--- START ---

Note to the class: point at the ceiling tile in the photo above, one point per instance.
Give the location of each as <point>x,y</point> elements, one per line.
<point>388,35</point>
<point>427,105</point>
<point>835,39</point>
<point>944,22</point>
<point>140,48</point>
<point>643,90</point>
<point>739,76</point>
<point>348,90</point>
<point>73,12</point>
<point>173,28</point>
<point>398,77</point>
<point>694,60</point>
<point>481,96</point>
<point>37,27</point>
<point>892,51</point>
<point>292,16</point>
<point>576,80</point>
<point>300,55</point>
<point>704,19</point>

--- END ---

PROBLEM DETAILS
Write all the entries out again exactly as they are.

REPLY TO THE EXERCISE
Note to the class: point at the ceiling tile in the photo above, one point per instance.
Give the location of each as <point>x,y</point> elements, one per line.
<point>388,35</point>
<point>427,105</point>
<point>835,39</point>
<point>944,22</point>
<point>140,48</point>
<point>643,90</point>
<point>739,76</point>
<point>348,90</point>
<point>73,12</point>
<point>173,28</point>
<point>398,77</point>
<point>694,60</point>
<point>481,96</point>
<point>37,27</point>
<point>892,51</point>
<point>292,16</point>
<point>576,80</point>
<point>300,55</point>
<point>704,19</point>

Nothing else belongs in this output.